What to produce:
The lines below may contain the word "water". Please count those that do and give the number alone.

(Data excerpts)
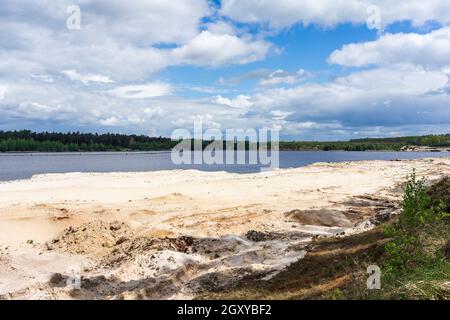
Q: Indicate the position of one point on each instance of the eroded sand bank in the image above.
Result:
(172, 234)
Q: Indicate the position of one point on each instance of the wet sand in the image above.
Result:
(172, 234)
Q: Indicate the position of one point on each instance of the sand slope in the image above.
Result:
(170, 234)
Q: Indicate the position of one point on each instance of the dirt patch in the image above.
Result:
(441, 192)
(321, 217)
(93, 238)
(331, 263)
(130, 249)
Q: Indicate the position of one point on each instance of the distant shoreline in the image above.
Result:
(168, 151)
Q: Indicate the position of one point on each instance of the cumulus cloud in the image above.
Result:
(240, 102)
(286, 13)
(283, 77)
(218, 49)
(87, 78)
(148, 90)
(431, 50)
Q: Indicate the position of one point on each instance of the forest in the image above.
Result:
(26, 140)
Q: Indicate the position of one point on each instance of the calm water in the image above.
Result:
(23, 166)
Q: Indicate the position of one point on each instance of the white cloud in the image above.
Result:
(240, 102)
(431, 50)
(111, 121)
(286, 13)
(282, 77)
(148, 90)
(87, 78)
(209, 48)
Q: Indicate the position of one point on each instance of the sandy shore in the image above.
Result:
(172, 234)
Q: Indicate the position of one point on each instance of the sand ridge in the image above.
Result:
(170, 234)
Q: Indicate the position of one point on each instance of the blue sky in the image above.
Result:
(313, 70)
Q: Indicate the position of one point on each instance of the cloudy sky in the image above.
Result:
(316, 70)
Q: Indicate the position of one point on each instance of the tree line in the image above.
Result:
(26, 140)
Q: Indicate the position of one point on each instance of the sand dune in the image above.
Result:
(172, 234)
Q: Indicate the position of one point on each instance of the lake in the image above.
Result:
(16, 166)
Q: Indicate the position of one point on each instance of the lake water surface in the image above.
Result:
(25, 165)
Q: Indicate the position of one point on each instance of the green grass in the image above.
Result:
(415, 266)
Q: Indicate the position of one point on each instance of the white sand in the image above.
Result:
(175, 203)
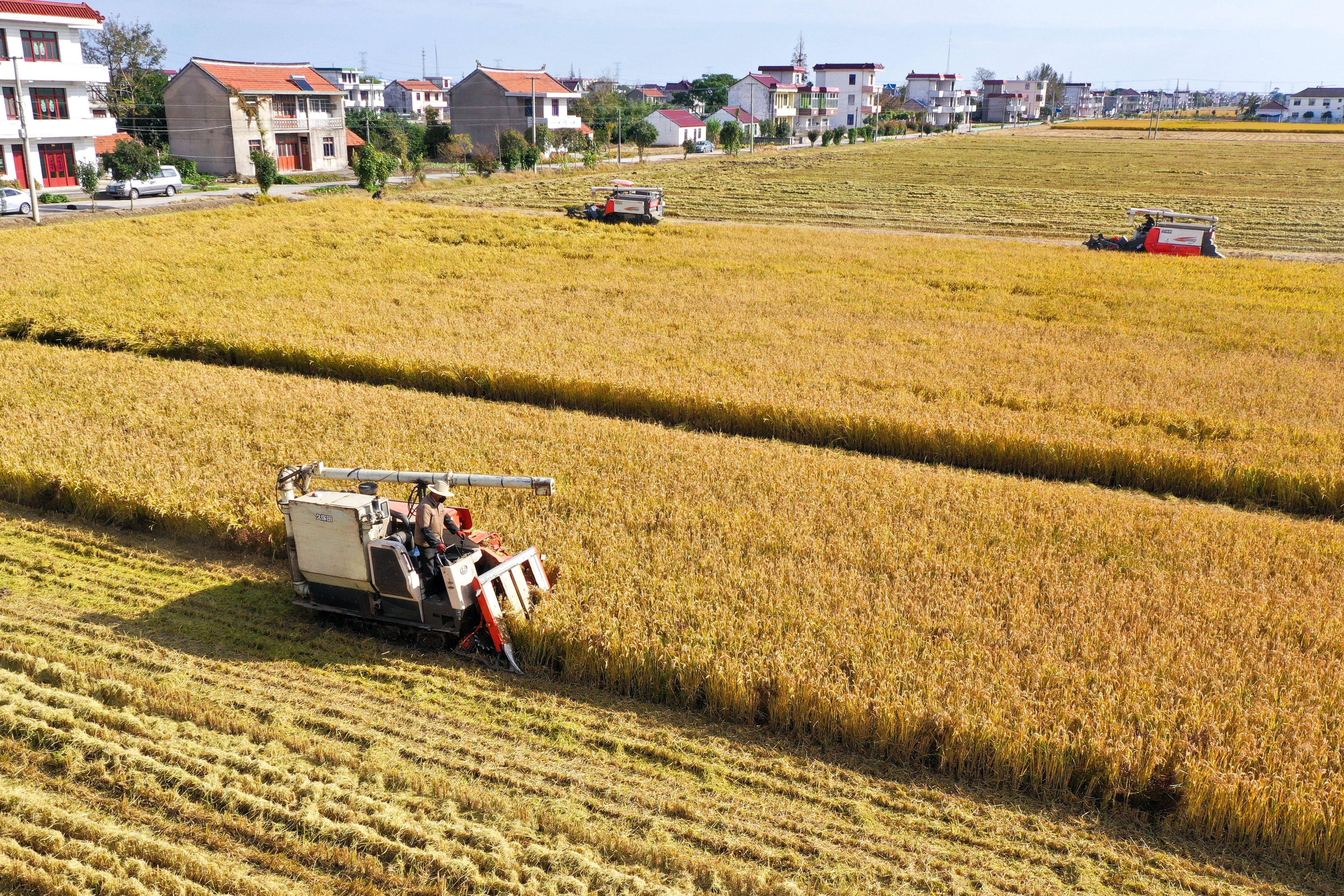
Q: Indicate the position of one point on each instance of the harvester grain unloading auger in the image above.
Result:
(354, 554)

Exercise response:
2